[REQUEST] Please show every line of the records below that contains the string "target", copying each such line in full. Case counts.

[START OF GIVEN RECORDS]

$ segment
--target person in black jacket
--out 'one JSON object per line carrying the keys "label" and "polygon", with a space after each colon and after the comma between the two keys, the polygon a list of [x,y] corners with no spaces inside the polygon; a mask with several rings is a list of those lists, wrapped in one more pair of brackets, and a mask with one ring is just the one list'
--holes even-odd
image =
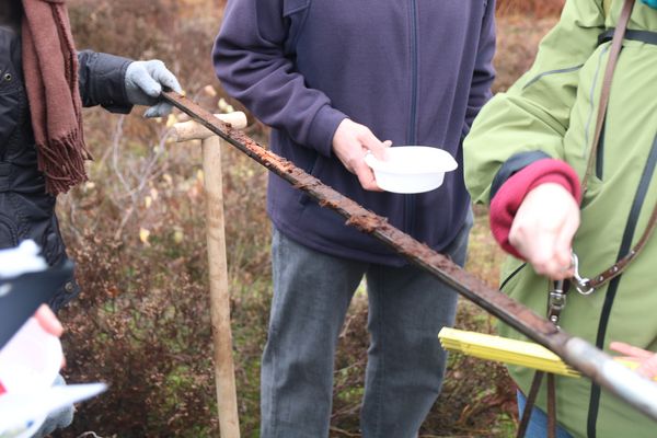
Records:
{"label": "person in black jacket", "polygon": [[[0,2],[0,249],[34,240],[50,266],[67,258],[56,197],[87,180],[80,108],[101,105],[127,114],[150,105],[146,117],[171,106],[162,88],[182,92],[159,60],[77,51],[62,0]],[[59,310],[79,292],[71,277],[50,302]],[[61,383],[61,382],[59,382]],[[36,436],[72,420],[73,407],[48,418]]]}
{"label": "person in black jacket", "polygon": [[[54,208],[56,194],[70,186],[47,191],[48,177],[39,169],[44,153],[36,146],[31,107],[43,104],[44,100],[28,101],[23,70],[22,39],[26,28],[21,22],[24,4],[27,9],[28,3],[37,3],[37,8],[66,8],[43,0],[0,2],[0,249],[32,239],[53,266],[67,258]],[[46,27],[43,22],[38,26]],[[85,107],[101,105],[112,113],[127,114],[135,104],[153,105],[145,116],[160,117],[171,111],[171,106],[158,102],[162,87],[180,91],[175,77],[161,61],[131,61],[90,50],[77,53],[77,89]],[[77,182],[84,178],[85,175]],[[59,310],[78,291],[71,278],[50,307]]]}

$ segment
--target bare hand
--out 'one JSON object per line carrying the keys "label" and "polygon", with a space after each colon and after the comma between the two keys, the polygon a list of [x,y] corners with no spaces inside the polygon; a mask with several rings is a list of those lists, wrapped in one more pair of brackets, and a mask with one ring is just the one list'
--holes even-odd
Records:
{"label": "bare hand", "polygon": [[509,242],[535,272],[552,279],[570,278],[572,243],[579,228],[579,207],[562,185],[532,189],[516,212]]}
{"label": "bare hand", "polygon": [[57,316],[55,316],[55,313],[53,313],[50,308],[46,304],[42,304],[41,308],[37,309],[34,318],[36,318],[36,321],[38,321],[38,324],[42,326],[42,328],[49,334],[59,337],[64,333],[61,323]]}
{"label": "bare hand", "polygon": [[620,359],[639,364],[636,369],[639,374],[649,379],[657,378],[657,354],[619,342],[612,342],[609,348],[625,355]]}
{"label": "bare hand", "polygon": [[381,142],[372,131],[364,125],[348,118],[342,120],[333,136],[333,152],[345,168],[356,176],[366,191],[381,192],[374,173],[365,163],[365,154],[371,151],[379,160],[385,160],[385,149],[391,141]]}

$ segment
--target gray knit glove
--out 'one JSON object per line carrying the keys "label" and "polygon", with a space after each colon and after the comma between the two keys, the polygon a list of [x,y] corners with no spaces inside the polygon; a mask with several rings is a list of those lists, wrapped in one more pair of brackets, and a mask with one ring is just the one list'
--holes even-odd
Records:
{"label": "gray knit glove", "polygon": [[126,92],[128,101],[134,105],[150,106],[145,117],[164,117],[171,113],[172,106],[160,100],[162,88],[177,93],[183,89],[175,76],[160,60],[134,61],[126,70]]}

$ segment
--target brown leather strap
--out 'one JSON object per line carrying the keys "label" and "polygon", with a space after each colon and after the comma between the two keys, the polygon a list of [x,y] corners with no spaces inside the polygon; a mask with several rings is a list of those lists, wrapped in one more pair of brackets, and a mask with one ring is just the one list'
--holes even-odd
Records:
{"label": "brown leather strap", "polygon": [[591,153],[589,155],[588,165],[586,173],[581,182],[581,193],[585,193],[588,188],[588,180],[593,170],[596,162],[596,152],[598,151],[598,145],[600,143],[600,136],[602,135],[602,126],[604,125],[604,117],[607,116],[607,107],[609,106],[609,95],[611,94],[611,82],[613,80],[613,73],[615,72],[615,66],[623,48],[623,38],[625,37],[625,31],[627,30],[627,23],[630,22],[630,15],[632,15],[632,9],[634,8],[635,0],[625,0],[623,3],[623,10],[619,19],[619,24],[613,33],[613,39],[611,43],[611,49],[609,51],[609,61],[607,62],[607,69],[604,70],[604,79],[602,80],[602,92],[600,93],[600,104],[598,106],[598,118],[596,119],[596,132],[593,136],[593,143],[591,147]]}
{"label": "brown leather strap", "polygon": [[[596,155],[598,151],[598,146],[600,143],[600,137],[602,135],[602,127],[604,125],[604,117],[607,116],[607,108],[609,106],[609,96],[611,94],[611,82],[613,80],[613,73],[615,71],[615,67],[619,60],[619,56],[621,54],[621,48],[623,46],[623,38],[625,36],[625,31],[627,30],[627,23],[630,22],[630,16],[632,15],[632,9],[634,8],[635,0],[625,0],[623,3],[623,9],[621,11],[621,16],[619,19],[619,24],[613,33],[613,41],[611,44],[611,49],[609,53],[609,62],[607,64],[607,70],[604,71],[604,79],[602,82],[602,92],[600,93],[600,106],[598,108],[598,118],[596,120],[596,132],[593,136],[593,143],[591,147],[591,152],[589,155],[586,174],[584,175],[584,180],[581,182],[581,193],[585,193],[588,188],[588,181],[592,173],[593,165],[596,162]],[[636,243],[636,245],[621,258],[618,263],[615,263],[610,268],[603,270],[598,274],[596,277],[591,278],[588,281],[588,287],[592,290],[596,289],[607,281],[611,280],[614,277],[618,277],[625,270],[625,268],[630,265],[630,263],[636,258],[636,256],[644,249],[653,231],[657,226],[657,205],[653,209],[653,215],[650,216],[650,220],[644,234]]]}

[END OF GIVEN RECORDS]

[RESULT]
--target person in black jacket
--target bare hand
--target gray knit glove
--target brown leather strap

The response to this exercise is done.